ARTICLE —
******

Varnell’s photography feed on Instagram reveals a grid of minimalistic, black-and-white images that boldly play with light and shadow, geometric shapes, and repeating patterns, finding beauty in overlapping shingles, brick facades, wooden banisters, and intricate cracks in the pavement. “I took portrait classes but didn’t enjoy it as much as taking pictures of random lines,” he says.

Encouraged by his professors at Trident, Varnell began taking art classes at College of Charleston, where he gained an interest in sculpture. Taking inspiration from the minimalist aesthetic of his photography, he began creating his 2021 “Discarded” series, using materials such as nails, screws, and wood scraps leftover from fellow students’ projects. 

The simplistic but engaging wall hangings take on familiar shapes, some resembling a snaking labyrinth or a piercing eye, but Varnell encourages viewers to assign their own meanings. “One theme in the background is the correlation between the natural elements and man-made materials such as wood and nails,” he says. “What did these things used to be? Each of these works are made with pieces intended for completely different purposes, and now it’s art.”

******

DATASET RECORDS —

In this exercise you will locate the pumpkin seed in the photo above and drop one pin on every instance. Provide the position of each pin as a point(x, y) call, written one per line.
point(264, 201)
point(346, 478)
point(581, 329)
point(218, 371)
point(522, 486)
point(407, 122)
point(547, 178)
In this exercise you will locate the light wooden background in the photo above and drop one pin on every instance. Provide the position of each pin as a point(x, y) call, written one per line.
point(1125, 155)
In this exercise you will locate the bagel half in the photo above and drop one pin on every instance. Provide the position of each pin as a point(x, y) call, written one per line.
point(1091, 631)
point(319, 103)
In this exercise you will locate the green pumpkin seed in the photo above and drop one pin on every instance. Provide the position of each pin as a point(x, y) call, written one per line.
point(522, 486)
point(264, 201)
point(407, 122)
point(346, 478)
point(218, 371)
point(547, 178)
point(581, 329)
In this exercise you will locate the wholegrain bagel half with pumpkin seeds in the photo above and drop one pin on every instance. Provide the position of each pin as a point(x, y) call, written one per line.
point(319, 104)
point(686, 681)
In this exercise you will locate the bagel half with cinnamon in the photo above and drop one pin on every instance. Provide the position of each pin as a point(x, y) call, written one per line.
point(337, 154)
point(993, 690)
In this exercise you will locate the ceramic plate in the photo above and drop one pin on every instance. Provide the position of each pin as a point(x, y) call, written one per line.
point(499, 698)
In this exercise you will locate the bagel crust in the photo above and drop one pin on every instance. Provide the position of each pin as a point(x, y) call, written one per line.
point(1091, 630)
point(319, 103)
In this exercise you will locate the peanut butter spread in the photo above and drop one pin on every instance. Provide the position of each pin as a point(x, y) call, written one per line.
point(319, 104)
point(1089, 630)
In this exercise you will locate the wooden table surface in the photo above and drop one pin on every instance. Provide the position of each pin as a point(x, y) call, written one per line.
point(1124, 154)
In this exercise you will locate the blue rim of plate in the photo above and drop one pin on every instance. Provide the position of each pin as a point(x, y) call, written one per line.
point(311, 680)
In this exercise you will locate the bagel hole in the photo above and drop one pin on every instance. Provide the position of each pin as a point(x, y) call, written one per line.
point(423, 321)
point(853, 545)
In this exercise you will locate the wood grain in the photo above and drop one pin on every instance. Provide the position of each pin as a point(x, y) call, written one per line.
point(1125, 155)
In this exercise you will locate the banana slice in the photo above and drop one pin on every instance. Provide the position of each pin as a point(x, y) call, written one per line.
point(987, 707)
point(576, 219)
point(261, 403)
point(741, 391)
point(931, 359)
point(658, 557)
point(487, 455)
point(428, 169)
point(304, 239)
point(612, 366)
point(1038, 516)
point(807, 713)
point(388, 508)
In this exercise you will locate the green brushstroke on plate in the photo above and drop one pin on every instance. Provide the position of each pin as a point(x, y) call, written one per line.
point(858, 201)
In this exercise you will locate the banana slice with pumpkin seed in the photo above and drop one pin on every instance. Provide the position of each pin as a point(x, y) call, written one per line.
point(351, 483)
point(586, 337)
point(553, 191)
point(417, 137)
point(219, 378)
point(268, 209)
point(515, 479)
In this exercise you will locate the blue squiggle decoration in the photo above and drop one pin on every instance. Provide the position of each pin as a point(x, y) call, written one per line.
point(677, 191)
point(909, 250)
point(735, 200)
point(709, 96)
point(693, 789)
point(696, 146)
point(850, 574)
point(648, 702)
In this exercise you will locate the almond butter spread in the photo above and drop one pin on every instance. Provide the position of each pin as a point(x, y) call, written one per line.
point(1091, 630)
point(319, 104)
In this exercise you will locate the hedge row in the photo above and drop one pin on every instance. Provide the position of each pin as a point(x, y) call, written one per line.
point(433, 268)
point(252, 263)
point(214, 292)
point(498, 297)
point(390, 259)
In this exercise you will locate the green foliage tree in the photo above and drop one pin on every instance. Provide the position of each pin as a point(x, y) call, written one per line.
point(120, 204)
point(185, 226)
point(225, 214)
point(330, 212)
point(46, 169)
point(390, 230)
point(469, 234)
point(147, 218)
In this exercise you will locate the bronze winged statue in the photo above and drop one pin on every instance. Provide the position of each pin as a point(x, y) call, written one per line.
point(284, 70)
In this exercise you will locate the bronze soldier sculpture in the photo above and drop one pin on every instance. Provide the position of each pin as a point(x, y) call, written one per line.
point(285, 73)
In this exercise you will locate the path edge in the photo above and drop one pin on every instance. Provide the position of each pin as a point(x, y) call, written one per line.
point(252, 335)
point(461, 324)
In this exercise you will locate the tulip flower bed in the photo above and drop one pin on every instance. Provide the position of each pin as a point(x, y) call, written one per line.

******

WHAT YOU WILL DO —
• A. Copy out the passage on Varnell's work, beginning at the words "Encouraged by his" and stopping after "fellow students’ projects.", with "sculpture" replaced by "printmaking".
• B. Summarize the profile of Varnell in two sentences.

SOLUTIONS PER TASK —
• A.
Encouraged by his professors at Trident, Varnell began taking art classes at College of Charleston, where he gained an interest in printmaking. Taking inspiration from the minimalist aesthetic of his photography, he began creating his 2021 “Discarded” series, using materials such as nails, screws, and wood scraps leftover from fellow students’ projects.

• B. Varnell's Instagram feed shows minimalist black-and-white photographs that play with light, shadow, geometric shapes, and repeating patterns found in things like shingles, brick facades, and cracks in the pavement. Encouraged by his professors at Trident, he took art classes at College of Charleston, developed an interest in sculpture, and created his 2021 "Discarded" series of wall hangings from nails, screws, and wood scraps left over from other students' projects, encouraging viewers to assign their own meanings.